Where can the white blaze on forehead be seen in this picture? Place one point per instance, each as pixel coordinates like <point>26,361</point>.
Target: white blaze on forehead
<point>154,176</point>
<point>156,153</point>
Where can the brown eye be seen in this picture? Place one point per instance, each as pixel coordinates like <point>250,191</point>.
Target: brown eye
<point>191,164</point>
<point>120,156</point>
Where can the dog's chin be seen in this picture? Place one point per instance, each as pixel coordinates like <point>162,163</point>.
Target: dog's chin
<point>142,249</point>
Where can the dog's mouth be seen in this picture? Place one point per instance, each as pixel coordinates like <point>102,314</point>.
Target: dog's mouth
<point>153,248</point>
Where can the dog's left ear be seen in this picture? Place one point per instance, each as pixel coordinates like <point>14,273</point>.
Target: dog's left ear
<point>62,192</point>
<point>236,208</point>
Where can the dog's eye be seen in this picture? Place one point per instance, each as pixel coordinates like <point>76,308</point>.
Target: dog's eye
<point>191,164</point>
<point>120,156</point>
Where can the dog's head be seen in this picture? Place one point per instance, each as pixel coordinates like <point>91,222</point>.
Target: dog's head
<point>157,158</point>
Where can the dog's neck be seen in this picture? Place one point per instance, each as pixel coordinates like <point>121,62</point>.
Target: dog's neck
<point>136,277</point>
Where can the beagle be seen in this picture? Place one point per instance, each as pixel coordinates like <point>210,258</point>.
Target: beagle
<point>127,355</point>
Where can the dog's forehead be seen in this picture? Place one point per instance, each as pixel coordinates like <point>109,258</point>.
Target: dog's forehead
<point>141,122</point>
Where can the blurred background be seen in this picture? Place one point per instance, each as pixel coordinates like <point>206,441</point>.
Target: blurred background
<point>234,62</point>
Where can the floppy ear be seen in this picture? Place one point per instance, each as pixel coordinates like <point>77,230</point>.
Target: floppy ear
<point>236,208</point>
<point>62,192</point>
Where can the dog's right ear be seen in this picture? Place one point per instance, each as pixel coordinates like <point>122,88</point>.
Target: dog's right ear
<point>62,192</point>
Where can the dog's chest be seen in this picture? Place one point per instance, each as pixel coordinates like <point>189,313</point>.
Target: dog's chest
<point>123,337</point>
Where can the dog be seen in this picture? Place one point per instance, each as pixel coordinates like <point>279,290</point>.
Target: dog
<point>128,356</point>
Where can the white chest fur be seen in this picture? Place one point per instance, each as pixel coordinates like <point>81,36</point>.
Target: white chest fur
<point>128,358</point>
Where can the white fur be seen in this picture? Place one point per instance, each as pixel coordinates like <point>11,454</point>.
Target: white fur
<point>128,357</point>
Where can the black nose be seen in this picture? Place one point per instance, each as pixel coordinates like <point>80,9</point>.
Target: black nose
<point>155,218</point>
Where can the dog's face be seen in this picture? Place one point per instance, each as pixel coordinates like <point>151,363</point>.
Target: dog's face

——

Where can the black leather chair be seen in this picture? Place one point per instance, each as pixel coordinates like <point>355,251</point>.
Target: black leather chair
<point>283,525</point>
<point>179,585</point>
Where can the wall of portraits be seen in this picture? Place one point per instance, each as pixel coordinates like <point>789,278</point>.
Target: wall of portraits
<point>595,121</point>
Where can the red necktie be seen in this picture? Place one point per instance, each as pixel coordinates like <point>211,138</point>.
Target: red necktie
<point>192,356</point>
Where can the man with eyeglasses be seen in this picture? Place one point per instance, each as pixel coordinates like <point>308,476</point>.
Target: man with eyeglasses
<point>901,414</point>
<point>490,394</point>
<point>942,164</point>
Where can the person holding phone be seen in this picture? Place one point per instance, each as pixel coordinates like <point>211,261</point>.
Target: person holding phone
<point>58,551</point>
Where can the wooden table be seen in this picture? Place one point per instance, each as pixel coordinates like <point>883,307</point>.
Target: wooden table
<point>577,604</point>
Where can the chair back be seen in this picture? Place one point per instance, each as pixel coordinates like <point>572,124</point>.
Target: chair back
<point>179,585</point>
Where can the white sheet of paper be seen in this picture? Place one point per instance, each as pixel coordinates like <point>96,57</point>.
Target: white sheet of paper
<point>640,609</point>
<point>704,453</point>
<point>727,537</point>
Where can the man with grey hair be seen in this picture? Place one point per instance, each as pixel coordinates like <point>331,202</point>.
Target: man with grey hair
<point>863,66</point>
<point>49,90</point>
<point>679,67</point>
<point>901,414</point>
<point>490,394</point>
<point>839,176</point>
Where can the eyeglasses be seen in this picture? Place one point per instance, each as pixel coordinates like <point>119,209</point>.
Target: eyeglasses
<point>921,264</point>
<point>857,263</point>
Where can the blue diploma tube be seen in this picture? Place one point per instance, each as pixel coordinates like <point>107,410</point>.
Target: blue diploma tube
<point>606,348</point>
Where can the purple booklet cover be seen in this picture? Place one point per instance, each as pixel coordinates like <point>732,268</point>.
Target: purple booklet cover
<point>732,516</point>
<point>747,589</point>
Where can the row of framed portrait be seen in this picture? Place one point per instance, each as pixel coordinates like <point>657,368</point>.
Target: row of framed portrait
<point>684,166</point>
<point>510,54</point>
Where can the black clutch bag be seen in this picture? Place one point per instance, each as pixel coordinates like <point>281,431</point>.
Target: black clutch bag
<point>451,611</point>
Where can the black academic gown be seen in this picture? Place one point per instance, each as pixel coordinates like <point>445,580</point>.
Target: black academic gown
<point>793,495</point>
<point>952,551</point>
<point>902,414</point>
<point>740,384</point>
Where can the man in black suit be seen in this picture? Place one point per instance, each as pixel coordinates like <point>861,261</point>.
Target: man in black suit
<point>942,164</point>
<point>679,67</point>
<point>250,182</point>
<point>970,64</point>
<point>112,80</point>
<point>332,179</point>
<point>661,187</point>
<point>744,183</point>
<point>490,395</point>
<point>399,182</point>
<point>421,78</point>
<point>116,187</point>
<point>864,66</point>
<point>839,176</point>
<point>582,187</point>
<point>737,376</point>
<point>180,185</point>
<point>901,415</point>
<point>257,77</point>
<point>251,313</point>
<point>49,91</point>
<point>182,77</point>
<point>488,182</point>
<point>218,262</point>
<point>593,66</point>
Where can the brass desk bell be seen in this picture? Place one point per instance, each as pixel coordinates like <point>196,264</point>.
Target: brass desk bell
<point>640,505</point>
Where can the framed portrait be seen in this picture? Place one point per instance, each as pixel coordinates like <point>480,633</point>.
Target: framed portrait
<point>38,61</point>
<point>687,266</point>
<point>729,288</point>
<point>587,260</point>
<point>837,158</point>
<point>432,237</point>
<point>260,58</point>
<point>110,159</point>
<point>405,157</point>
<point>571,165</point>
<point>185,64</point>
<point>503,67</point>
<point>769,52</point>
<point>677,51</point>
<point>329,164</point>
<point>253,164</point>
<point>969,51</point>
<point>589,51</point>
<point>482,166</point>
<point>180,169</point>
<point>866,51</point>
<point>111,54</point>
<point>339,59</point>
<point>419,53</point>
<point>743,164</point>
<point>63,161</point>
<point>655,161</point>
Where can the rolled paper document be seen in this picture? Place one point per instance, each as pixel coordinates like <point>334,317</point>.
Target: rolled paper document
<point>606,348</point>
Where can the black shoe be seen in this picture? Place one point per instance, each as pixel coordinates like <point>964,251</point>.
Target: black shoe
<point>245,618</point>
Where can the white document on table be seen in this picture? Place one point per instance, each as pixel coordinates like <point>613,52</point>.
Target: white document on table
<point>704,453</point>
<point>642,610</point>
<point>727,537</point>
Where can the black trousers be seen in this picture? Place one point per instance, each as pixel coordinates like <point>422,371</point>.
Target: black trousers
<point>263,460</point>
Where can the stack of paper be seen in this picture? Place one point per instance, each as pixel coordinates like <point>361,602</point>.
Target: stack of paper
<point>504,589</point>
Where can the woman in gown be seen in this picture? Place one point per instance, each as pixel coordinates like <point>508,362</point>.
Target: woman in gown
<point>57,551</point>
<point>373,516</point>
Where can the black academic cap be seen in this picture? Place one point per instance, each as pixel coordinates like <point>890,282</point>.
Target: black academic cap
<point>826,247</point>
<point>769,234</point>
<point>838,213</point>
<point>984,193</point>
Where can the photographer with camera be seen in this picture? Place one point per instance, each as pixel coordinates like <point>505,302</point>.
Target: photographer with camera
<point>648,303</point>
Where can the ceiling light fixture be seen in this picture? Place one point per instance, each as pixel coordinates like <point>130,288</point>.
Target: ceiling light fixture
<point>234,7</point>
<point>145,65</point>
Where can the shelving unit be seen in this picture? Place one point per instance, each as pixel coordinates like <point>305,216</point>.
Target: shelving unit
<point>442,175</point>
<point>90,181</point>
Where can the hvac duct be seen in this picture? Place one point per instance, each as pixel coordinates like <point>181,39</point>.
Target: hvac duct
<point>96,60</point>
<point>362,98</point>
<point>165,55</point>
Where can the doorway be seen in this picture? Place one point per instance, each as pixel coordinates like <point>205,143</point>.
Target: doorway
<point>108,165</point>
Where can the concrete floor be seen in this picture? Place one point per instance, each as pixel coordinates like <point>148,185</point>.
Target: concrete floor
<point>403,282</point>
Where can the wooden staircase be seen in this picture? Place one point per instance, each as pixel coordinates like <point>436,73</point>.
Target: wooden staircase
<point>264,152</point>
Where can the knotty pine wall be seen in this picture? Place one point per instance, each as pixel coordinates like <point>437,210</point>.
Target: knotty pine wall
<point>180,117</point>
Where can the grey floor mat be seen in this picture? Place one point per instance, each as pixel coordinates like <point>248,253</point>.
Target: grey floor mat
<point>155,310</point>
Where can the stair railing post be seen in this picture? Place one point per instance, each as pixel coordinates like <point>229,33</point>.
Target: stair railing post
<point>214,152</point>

——

**Aim of the exercise**
Copy each line from the entries above that has the word "face" in it.

**Final answer**
Where can the dog's face be seen in this picture? Place one point per instance, each as pixel coordinates like <point>151,363</point>.
Target: dog's face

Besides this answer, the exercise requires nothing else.